Your goal: Only the pictures should be dropped; copy the rest of the entries exactly.

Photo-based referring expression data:
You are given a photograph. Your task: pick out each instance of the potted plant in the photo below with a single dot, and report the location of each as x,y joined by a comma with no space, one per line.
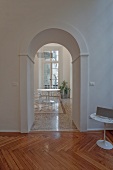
65,90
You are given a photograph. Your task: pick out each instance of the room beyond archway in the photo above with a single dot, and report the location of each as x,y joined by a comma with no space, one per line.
79,72
53,66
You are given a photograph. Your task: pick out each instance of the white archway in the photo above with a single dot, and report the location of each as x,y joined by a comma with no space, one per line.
80,75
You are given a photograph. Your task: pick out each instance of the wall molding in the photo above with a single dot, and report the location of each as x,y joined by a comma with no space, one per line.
81,55
26,55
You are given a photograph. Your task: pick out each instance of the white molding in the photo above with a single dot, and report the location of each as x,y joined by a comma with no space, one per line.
26,55
84,54
81,55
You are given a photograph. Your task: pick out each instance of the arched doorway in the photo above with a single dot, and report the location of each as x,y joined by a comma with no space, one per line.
79,72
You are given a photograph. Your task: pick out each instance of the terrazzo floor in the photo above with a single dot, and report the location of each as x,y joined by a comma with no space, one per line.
55,117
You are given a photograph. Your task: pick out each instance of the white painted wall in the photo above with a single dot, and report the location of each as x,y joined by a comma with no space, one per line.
22,20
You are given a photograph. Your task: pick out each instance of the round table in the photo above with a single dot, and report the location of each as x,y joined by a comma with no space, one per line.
103,143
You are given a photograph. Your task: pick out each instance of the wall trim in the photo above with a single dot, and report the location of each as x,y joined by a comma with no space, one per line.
9,131
26,55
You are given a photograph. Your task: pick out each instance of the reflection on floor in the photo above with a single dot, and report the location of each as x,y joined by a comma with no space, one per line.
56,117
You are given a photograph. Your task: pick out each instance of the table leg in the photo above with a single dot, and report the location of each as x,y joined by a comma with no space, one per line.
103,143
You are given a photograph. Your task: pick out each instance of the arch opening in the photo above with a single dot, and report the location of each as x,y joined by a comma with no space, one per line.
79,68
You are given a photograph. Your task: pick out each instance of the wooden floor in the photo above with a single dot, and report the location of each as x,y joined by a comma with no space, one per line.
54,151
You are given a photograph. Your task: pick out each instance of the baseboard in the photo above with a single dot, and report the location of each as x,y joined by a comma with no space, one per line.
97,129
9,131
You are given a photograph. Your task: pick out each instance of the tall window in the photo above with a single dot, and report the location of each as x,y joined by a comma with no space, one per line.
51,68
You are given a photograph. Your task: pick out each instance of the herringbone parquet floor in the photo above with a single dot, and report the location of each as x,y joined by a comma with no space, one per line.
54,151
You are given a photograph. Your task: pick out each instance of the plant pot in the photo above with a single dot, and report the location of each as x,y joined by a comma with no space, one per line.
65,95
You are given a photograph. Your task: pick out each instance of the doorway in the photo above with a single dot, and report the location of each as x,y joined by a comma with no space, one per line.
53,58
72,39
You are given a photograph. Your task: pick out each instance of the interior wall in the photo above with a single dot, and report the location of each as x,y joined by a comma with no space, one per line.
87,21
30,93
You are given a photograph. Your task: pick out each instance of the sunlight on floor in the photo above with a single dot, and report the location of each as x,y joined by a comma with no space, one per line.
57,117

Written answer:
You are given a photograph. Your task: pick out each instance of the potted plant in the photo below with a single dot, and report the location of each as x,y joined by a comma with no space, one per line.
65,90
You are given a photograph. Your task: pick out each instance of the room beyond archway in the photo above with a single dot, and report the location of each as x,y joined by a comma with no space, one per line.
79,72
53,66
You are given a photograph. Your task: pick out each instance of the white archway in the photo above with a single dot, and report the location of each as x,y joined by a comma with no space, one per line.
80,75
You are given a photograph. Your task: pick out each instance of the wall molding in the photo above with a single dot, and report the location of each as x,y joined by a comma with no space, one per line.
81,55
26,55
You are given a photograph. Your task: pick out each instance of the white molding in the photo above with a single dot, and report the location of each as x,y joined by a comma with no space, one per line.
26,55
84,54
81,55
You are given a photograph. Your task: pick out each instance of the arched doorway in the photo above with a single dot, and report the location of each as x,y joined by a comma with no space, one per line.
79,72
You are given a photograph. Your task: pick out each instance of the terrazzo floor in the photo above with a single dot, and report the location of each as x,y joined by a comma with no space, one per line.
55,117
You are given a photograph. Your task: pick out each instance of the white painted wall in the photo above with a single dot, and report the location of each as x,y joined by a comma with no space, one per line.
22,20
You are given a photograph. Your task: pick out each instance of the round table in the photo above with a single dot, and report the location of each as x,y joined by a comma with no space, one per line.
103,143
You are given a photograph. Your task: pick out each instance of the wall trim in the photo above with a single dot, and report the location of each as x,y joined by a comma with no space, one per line.
9,131
26,55
You are given a photograph. Your task: pick out each instance of the reflection on floor in the photo above with a single dot, and report the location of each as x,y joined by a comma with no space, one per line.
56,117
You are given a photograph. Your task: pick out each instance of the table leg in the photo above with a single dot, and report the location of each as x,y joined by a comma with no space, one per line.
103,143
You are given a photograph. Your task: pick out each instance of the arch opening in the photo above with a single dot, and report the location of each as x,y joined by a comma with no space, one per line.
79,68
You are given a photograph. Your task: pick out each instance of the wooden floor in the photo above with a single dot, and report the location of each as x,y joined by a comma with no space, one per line.
54,151
You are given a photograph. Your task: pick out each instance of the baseboard in the photo above with a single dot, and report the location of each as x,y joined by a comma with no space, one per line.
97,129
9,131
You are given a photograph. Your task: pick out each instance of the tall window in the photo above with a single dot, and report the location of each as x,y joined by a comma with no space, one per line.
51,68
You are given a photograph. Your task: pick out each instance of the herringbone parquet floor in the photo above with a single dot, and report the location of each as x,y joined by a comma with no space, one per line.
54,151
You are given a photograph. Your task: pick out each instance of the plant pot in the photo above with a single dot, and report the location of each as x,y joined by a comma with no space, one per line.
65,95
You are given a photograph. Your task: pick out each instance of the doorway in the photo above with a single dot, and report the location of each as x,y joined by a comma with no space, one per line.
53,58
72,39
You are given a photograph. Your task: pick out each instance of the interior wall in the photo above with a single dot, and report the location of each as x,y joined by a comma with no space, one per line.
87,21
30,93
You are given a photograph. Your task: pick out each instance of the sunlight on floor in the photo above with a single dot, and report the location of each as x,y joined by a comma with no space, one per line.
57,117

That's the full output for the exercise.